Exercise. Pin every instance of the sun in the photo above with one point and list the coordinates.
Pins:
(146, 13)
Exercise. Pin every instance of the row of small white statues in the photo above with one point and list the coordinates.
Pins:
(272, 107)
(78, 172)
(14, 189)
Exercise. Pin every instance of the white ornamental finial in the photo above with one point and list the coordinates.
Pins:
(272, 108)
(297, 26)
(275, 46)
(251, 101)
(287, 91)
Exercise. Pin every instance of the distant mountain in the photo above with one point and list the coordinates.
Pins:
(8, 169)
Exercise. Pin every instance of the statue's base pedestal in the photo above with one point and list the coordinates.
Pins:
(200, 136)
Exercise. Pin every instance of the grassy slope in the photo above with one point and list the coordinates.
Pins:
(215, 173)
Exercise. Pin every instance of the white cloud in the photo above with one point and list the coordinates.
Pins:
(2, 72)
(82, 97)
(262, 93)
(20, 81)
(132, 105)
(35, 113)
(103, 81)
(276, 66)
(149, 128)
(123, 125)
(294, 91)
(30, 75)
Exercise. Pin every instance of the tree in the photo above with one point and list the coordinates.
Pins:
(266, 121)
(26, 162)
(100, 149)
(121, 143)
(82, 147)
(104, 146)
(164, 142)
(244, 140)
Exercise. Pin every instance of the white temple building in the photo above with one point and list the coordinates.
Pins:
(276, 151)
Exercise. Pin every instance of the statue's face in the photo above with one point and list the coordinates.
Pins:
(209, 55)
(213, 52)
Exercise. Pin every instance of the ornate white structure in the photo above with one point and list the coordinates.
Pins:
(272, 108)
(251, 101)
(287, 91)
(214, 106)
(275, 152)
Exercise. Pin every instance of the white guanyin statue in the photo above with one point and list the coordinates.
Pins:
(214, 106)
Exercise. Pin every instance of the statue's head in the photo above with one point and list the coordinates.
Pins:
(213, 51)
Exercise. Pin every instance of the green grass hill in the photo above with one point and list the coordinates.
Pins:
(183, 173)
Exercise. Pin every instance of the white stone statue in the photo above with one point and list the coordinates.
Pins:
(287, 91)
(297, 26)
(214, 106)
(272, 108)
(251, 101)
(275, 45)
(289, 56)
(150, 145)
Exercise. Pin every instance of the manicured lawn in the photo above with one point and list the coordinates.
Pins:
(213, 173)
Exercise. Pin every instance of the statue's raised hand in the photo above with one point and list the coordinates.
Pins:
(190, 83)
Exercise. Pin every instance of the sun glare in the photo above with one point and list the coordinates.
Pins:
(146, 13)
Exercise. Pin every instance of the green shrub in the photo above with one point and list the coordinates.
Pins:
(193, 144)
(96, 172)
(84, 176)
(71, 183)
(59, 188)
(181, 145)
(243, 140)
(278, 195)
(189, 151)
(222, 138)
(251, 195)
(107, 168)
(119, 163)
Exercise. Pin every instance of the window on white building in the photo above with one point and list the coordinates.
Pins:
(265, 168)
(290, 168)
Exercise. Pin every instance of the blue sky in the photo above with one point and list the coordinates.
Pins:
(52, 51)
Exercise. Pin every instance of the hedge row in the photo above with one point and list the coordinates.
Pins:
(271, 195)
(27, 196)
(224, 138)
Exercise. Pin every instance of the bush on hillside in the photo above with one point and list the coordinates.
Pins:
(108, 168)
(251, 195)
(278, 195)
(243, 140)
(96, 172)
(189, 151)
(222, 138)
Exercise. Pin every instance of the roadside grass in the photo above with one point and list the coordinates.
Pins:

• • • • •

> **Instruction**: Copy the lines above word for word.

> **Task response**:
Exercise. Pin every instance of the sun in the photo above with one point and list the coordinates.
Pins:
(146, 13)
Exercise. Pin every instance of the row of small white statues in the photo above with one point and list the coordinates.
Pins:
(272, 107)
(78, 172)
(14, 189)
Exercise. Pin every instance of the white ornamental finial in the photo above with one point and list the coordinates.
Pins:
(272, 108)
(297, 26)
(275, 46)
(251, 101)
(287, 91)
Exercise. Pin every instance of the distant mountain in the photo above with one point and list the coordinates.
Pins:
(8, 169)
Exercise. Pin every instance of the statue's base pedestal in the photo above with one point and list the coordinates.
Pins:
(200, 136)
Exercise. Pin every instance of the grassy slope in the photo above with one point and list the coordinates.
Pins:
(215, 173)
Exercise. Pin every instance of the white cloud in the photo above with one point and list the coordinates.
Pins:
(2, 72)
(82, 97)
(262, 93)
(20, 81)
(132, 105)
(35, 113)
(103, 81)
(276, 66)
(149, 128)
(123, 125)
(294, 91)
(30, 75)
Exercise. Pin every instance of the tree in the photo above with one point and list the coordinates.
Pins:
(266, 121)
(26, 162)
(100, 149)
(121, 143)
(82, 147)
(104, 146)
(164, 142)
(244, 140)
Exercise. Pin every instance of the white temple building in the photo above with one point and list the coordinates.
Pins:
(276, 151)
Exercise. Pin every instance of the statue's face in the photo above with one point and list the coordinates.
Pins:
(209, 55)
(213, 52)
Exercise. Pin every instance of the ornate white structure in the photo above with one point and list the coordinates.
Pins:
(272, 108)
(251, 101)
(287, 91)
(214, 106)
(275, 152)
Exercise. Pin every instance of the white guanyin statue in the photo above with one point and list the coordinates.
Pins:
(214, 106)
Exercise. Pin every instance of the statue's head in the photo above with one point and list the coordinates.
Pins:
(213, 51)
Exercise. Pin every instance of the green grass hill in the photo above with one point and list the coordinates.
Pins:
(183, 173)
Exercise. Pin every instance of the white stone statue in the photo above with one point and list the coordinates.
Pins:
(287, 91)
(297, 26)
(214, 106)
(272, 108)
(251, 101)
(275, 45)
(289, 56)
(150, 145)
Exercise. Pin every instance of the manicured lawn in the photo above with one point and list the coordinates.
Pins:
(213, 173)
Exercise. Pin every instance of the statue's raised hand in the photo above with one point and list the coordinates.
Pins:
(190, 83)
Exercise. Pin every instance of the sun glare in the photo above with one point and list the coordinates.
Pins:
(146, 13)
Exercise. Pin every instance of the green shrub in the photo above with one point and list the coordinates.
Pins:
(193, 144)
(96, 172)
(84, 176)
(71, 183)
(59, 188)
(181, 145)
(243, 140)
(278, 195)
(189, 151)
(222, 138)
(251, 195)
(107, 168)
(119, 163)
Exercise. Pin every instance of the window on white building in the photo above with one point and list the coordinates.
Pins:
(265, 168)
(290, 168)
Exercise. Pin every instance of the blue sky in the photo above with one point and list the coordinates.
Pins:
(52, 51)
Exercise. Pin every instance of the hedge row in the photo above with one point and list the coordinates.
Pins:
(271, 195)
(27, 196)
(224, 138)
Exercise. Pin every instance of the bush on hillside in the photo above with one point and list the coordinates.
Pins:
(108, 168)
(251, 195)
(278, 195)
(243, 140)
(96, 172)
(189, 151)
(222, 138)
Exercise. Pin every instance of the roadside grass in the photo above with one point and list the coordinates.
Pins:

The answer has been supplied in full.